» **AIM OF THE EXERCISE**: Rewrite the stretch of the Hurricane Katrina report article from "But the draft" through "beginning to end.", putting "Louisiana Superdome" in place of "Superdome".

» **PROVIDED TEXT**:

----

Mr. Chertoff, the draft report says, should have moved two days before Hurricane Katrina hit — when the National Weather Service issued dire predictions about the storm — to set up a special interagency leadership team to ensure that emergency supplies and rescue squads would be in place ahead of the storm. His department also should have done more to help evacuate the Gulf Coast, the report says.

The Homeland Security Department, the draft report says, "failed to anticipate the likely consequences of the storm and procure the buses, boats and aircraft that were ultimately necessary to evacuate the flooded city prior to Katrina's landfall."

These critical prestorm mistakes were only compounded, the draft report says, when the department failed another vital challenge: to determine rapidly whether the storm had breached a major levee.

A staff member from the department's Federal Emergency Management Agency who was on the ground in New Orleans learned on Monday morning, Aug. 29, the day the storm hit, that a major section of the 17th Street Canal levee had collapsed. He confirmed that report by Monday evening when he flew over the collapsed levee in a Coast Guard helicopter.

Between 10:30 p.m. and midnight, news of the finding reached Mr. Chertoff's top deputy, the White House and the Homeland Security Operations Center, or H.S.O.C., which is the Washington-based nerve center for domestic incidents.

The House investigators were told by Kenneth Rapuano, the deputy homeland security adviser to President Bush, that the administration did not immediately act on the report because it had other dispatches suggesting that such a breach might not have occurred.

"We weren't going to repair the levees overnight, and search and rescue was already operating in full gear, regardless," Mr. Rapuano told the committee, according to the draft.

But the draft says the failure to act on this report did apparently slow the response.

"Because the H.S.O.C. failed to confirm the levee breaches on Monday," the draft says, the first federal decision to line up buses needed to evacuate the city did not happen until Tuesday, when the federal disaster relief worker in New Orleans "saw the water reaching the Superdome and realized it would become an island."

Allen Abney, a White House spokesman, said President Bush had "full confidence" in his homeland security team and was involved in the storm response from beginning to end.

"The president is less interested in yesterday and more interested with today and tomorrow," Mr. Abney said, "so that we can be better prepared for next time."

The White House declined to provide copies of e-mail messages or other correspondence by senior advisers to the president, limiting the House investigators' ability to understand fully the White House's role in the response, the report says. But with the information the committee collected, it says, it is clear that the president's office is also to blame.

"The White House failed to de-conflict varying damage assessments and discounted information that ultimately proved accurate," the draft says. "The president's Homeland Security team did not effectively substantiate, analyze and act on the information at its disposal."

The draft's plainly worded criticism extends to the administrations of Governor Blanco, a Democrat, and Mayor Nagin of New Orleans.

Mr. Nagin, the report says, waited far too long to issue a mandatory evacuation order. The city and the state also had no reliable system to ensure that people in nursing homes or hospitals, or the estimated 100,000 residents without transportation, could get out of harm's way.

"Failure of complete evacuation resulted in hundreds of deaths and severe suffering for thousands," the draft report says, adding that individuals who remained in the city deserved part of the blame.

The response to Hurricane Katrina, the report says, ultimately was a failure of leaders to take action.

"If 9/11 was a failure of imagination," it says, "then Katrina was a failure of initiative."

----

» **Stored items**:
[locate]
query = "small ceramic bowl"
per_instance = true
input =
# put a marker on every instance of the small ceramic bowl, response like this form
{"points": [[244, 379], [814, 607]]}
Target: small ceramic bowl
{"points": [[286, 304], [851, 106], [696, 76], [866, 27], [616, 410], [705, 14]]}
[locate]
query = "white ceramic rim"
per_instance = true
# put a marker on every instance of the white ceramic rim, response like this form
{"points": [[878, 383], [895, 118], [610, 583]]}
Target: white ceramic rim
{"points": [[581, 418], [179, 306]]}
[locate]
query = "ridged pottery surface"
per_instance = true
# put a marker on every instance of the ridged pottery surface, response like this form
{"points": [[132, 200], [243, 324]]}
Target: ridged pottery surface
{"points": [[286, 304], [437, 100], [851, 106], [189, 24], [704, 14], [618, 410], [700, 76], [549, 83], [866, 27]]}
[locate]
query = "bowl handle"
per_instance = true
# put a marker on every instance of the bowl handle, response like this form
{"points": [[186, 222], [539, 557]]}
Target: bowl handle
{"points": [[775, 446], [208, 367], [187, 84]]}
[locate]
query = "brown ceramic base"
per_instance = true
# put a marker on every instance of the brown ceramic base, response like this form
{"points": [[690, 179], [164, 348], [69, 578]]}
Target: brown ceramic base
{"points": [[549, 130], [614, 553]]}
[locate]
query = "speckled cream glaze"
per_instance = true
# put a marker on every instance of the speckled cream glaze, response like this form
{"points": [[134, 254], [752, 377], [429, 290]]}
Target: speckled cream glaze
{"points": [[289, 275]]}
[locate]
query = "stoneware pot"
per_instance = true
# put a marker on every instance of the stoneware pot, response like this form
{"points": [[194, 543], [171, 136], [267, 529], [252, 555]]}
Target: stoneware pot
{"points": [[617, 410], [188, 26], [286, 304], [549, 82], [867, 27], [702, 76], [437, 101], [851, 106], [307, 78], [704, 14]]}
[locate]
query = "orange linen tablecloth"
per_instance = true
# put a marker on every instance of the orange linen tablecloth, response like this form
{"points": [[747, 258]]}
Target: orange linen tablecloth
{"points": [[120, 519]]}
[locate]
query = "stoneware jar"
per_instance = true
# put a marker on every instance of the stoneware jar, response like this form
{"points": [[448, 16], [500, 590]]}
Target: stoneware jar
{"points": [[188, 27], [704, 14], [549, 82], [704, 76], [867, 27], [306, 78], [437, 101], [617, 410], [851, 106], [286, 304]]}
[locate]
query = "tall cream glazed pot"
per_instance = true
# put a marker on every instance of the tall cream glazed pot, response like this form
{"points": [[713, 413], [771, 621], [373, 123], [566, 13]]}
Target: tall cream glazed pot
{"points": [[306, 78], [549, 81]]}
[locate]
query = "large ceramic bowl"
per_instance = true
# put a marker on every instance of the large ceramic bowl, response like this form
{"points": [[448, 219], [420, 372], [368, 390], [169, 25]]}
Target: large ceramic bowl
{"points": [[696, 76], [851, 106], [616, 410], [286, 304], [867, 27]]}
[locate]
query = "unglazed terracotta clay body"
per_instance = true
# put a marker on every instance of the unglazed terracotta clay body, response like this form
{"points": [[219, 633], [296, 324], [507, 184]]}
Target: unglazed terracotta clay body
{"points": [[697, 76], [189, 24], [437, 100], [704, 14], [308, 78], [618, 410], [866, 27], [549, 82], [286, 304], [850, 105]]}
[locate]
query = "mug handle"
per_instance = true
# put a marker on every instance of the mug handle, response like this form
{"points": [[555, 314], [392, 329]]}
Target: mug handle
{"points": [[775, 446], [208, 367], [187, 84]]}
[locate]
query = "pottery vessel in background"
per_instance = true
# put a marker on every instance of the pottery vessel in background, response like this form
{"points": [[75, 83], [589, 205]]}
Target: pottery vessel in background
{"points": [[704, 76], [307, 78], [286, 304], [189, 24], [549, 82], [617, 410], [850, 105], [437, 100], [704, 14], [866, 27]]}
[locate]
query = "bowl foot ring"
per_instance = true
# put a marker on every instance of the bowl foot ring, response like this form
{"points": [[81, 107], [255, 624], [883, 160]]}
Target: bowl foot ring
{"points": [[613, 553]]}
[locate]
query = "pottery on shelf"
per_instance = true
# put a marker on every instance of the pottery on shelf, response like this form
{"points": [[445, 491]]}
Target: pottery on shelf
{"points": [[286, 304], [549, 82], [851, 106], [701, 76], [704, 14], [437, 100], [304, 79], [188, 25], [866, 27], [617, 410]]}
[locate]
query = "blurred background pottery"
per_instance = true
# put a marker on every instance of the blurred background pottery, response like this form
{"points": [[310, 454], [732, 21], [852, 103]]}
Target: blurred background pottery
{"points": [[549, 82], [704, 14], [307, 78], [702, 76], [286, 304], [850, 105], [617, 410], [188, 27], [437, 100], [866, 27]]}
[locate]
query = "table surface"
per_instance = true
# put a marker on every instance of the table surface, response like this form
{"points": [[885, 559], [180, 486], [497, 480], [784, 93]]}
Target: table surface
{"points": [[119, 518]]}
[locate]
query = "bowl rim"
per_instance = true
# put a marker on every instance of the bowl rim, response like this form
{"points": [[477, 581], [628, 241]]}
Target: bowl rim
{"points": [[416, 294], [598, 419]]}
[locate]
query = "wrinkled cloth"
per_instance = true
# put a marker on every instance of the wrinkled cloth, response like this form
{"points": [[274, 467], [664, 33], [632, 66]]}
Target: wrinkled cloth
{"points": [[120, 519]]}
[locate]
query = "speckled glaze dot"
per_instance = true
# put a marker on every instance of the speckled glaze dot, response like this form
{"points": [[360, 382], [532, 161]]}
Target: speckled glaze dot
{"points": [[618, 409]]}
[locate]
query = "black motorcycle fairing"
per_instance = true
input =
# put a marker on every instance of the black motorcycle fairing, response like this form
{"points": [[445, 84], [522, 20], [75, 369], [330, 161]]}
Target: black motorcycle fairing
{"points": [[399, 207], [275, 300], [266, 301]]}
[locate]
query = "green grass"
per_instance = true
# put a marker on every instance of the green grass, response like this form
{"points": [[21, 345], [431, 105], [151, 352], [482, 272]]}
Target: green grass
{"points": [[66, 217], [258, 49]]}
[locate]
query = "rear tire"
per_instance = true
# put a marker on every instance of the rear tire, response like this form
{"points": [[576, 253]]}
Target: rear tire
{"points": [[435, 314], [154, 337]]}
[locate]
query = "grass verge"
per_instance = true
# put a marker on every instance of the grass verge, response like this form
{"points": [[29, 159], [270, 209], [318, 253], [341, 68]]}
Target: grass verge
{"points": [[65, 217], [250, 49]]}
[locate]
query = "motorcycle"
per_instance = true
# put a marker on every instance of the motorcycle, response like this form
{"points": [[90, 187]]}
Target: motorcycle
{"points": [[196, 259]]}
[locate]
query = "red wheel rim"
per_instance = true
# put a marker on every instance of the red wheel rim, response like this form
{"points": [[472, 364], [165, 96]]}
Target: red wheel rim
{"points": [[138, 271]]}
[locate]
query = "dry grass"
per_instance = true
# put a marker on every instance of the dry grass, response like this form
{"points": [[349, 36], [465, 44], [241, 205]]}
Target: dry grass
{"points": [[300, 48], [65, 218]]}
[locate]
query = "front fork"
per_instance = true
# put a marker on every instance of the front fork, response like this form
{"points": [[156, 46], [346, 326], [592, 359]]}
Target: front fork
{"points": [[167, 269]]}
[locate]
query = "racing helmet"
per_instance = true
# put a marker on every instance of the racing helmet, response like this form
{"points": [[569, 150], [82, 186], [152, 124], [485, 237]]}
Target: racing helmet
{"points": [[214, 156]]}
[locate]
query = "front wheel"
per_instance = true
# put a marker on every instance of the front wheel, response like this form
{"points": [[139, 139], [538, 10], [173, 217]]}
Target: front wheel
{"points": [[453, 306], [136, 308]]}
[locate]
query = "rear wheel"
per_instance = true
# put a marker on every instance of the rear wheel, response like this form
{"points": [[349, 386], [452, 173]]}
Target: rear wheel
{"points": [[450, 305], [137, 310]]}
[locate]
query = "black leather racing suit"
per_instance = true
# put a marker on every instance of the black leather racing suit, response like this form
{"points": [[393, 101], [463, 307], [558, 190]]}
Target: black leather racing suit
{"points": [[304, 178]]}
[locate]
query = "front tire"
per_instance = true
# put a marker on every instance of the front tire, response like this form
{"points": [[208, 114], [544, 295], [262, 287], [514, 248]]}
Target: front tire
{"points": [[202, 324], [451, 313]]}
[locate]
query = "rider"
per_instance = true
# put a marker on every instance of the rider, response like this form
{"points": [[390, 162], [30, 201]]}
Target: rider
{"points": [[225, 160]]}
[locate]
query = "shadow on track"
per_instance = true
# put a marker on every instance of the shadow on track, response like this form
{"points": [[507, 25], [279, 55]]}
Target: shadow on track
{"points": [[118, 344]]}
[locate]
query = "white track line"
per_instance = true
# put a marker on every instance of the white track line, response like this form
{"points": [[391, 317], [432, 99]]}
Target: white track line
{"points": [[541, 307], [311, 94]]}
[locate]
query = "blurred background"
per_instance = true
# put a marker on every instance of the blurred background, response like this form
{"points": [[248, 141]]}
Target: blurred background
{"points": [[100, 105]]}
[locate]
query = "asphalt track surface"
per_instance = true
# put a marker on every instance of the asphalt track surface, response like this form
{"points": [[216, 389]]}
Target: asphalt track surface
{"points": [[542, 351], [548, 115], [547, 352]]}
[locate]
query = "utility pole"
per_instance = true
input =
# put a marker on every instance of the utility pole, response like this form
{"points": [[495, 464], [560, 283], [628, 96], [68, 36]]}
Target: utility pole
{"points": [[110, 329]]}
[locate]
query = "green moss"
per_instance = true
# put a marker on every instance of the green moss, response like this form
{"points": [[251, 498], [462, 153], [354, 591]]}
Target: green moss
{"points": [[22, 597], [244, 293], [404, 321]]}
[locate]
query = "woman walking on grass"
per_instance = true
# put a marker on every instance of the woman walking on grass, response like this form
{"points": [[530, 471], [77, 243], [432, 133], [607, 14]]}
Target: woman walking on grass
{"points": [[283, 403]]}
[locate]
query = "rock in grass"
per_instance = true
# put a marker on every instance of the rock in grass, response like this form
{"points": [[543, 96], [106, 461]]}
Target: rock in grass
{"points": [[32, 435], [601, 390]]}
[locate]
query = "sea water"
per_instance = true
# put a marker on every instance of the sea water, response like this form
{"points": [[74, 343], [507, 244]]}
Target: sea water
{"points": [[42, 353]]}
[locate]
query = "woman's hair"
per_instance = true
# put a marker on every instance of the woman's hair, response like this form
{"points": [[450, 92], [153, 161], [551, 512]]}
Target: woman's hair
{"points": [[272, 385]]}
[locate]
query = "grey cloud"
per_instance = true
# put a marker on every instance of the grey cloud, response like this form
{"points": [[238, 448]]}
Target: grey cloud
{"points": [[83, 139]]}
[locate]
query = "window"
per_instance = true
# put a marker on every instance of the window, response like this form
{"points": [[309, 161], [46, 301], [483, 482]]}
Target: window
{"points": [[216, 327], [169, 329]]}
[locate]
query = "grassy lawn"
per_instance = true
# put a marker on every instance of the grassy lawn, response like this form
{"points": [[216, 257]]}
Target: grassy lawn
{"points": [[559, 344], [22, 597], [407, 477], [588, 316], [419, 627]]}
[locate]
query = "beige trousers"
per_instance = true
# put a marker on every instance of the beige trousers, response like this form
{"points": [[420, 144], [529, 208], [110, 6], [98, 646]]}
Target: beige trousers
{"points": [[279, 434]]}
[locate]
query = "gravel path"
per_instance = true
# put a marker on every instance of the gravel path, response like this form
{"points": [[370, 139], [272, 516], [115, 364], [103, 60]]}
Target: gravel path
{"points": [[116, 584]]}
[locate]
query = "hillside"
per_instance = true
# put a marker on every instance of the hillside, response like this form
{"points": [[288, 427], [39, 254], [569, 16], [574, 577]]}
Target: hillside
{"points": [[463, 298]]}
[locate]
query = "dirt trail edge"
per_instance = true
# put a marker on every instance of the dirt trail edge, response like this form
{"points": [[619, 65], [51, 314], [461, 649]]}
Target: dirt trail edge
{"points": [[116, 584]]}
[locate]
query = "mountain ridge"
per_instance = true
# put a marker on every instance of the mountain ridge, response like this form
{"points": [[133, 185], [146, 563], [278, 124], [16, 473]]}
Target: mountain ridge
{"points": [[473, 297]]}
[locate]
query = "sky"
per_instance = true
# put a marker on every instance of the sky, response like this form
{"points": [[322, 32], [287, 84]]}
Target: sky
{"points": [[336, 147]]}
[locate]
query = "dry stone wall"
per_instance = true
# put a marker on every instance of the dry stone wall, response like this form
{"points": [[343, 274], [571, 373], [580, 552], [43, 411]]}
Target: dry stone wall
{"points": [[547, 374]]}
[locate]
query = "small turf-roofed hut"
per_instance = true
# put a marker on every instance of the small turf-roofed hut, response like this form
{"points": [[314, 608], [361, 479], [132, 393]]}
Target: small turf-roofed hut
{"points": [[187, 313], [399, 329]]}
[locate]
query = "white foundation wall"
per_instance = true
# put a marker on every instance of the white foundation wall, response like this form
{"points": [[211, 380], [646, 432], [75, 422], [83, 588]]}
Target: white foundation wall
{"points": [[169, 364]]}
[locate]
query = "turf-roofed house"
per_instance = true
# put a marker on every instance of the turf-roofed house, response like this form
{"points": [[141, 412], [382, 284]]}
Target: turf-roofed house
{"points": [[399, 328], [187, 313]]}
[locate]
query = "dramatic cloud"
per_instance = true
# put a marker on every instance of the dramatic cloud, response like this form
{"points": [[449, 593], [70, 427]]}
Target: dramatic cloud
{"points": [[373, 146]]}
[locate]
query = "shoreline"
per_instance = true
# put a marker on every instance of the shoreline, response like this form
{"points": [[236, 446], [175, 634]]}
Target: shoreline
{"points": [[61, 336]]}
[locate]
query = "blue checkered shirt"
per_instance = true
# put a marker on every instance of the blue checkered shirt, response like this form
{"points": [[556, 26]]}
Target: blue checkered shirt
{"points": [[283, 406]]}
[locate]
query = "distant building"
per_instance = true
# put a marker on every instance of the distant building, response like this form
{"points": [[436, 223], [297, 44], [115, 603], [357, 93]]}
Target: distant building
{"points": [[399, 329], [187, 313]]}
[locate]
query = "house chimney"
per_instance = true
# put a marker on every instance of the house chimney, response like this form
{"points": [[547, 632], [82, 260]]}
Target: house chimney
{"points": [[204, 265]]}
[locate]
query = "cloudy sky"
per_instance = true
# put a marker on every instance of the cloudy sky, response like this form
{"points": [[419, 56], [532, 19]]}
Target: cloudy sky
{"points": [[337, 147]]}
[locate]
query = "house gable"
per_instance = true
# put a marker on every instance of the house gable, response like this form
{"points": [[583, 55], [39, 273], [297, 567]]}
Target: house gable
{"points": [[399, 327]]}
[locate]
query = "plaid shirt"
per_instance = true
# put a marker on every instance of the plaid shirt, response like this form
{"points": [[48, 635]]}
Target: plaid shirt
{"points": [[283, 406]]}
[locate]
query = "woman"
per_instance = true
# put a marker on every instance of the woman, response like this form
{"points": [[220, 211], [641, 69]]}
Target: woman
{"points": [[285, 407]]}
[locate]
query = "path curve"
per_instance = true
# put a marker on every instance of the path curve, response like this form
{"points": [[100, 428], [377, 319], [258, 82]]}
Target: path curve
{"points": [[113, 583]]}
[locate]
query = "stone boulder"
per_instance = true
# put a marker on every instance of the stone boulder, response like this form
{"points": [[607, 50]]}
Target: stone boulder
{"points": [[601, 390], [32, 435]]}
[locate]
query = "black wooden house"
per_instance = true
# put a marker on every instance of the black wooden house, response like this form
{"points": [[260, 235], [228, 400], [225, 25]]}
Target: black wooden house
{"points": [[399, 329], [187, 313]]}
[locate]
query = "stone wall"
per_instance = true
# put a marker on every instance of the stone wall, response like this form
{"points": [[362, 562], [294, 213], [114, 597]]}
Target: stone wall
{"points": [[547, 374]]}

----

» **RESULT**:
But the draft says the failure to act on this report did apparently slow the response.

"Because the H.S.O.C. failed to confirm the levee breaches on Monday," the draft says, the first federal decision to line up buses needed to evacuate the city did not happen until Tuesday, when the federal disaster relief worker in New Orleans "saw the water reaching the Louisiana Superdome and realized it would become an island."

Allen Abney, a White House spokesman, said President Bush had "full confidence" in his homeland security team and was involved in the storm response from beginning to end.